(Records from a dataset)
§ §

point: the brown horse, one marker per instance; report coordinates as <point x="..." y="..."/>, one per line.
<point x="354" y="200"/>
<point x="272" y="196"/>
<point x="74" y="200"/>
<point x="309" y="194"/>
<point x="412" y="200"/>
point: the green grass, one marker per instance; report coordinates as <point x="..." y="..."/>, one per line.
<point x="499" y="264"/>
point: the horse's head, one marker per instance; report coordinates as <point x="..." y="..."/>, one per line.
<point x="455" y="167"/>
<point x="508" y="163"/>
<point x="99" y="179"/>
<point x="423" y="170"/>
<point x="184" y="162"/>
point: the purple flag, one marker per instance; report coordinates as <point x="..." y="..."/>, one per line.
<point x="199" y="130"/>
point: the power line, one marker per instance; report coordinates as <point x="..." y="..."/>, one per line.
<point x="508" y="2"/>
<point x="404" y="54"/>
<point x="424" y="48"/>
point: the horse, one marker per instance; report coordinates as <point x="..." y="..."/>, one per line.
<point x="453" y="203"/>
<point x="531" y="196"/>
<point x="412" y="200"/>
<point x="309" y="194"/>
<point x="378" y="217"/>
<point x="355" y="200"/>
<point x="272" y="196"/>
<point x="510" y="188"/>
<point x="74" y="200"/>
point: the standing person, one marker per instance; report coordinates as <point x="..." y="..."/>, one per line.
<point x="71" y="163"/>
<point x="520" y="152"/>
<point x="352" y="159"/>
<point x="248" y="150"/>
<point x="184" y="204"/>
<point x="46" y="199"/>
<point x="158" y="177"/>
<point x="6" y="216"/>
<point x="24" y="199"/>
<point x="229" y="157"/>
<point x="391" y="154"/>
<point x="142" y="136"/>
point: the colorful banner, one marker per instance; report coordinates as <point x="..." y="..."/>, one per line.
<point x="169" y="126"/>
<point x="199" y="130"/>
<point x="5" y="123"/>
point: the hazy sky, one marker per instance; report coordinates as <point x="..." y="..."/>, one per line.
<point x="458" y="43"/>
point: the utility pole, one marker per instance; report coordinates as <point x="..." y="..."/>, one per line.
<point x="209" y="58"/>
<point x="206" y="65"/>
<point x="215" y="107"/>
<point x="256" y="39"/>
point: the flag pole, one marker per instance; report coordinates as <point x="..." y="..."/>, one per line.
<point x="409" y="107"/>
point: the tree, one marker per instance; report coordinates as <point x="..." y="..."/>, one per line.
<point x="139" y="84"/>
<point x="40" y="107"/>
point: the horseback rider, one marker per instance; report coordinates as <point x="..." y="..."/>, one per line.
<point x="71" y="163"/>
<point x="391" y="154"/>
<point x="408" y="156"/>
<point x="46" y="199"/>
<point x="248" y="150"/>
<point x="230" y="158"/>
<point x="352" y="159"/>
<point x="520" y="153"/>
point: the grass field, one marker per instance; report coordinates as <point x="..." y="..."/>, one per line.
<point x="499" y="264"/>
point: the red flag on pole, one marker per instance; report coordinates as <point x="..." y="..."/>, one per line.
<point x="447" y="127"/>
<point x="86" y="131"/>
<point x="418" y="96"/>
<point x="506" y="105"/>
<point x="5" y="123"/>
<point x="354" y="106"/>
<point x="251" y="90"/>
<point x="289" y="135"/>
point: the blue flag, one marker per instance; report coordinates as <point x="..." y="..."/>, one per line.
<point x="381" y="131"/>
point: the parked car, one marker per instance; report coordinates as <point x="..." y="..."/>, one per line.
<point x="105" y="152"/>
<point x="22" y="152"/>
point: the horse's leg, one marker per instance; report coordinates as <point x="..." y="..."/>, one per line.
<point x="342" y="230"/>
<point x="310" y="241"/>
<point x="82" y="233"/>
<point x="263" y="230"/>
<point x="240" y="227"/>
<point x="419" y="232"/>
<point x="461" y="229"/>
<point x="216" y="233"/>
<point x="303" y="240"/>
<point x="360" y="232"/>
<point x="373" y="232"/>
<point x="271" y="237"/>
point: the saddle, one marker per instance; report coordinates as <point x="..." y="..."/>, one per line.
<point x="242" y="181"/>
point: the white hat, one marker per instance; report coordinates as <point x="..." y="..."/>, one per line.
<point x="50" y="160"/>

§ §

What you need to do: Copy every line of the records, from the line that contains "point: the red" through the last line, and add 17 to each x and y coordinate.

Output for this exercise:
point: the red flag on pole, one marker per instance; report coordinates as <point x="..." y="..."/>, one per line.
<point x="464" y="144"/>
<point x="103" y="148"/>
<point x="435" y="113"/>
<point x="523" y="122"/>
<point x="22" y="140"/>
<point x="371" y="123"/>
<point x="268" y="107"/>
<point x="306" y="152"/>
point: the blue flag, one marker per instance; report coordinates as <point x="..." y="..."/>, one per line.
<point x="398" y="148"/>
point: the parked car, one marker per instance; report coordinates as <point x="..." y="..."/>, one per line.
<point x="122" y="169"/>
<point x="39" y="169"/>
point: the horse's leg, one marker per instance; report coordinates as <point x="..." y="..."/>, one per line.
<point x="359" y="247"/>
<point x="327" y="258"/>
<point x="99" y="250"/>
<point x="280" y="247"/>
<point x="257" y="244"/>
<point x="436" y="249"/>
<point x="478" y="246"/>
<point x="233" y="250"/>
<point x="320" y="257"/>
<point x="377" y="249"/>
<point x="390" y="249"/>
<point x="288" y="254"/>
point: the saddle, one marker per instance; report coordinates as <point x="..." y="..."/>, one per line.
<point x="259" y="198"/>
point: the white hat, one marker per instance; report coordinates as <point x="..." y="..."/>, one per line.
<point x="67" y="177"/>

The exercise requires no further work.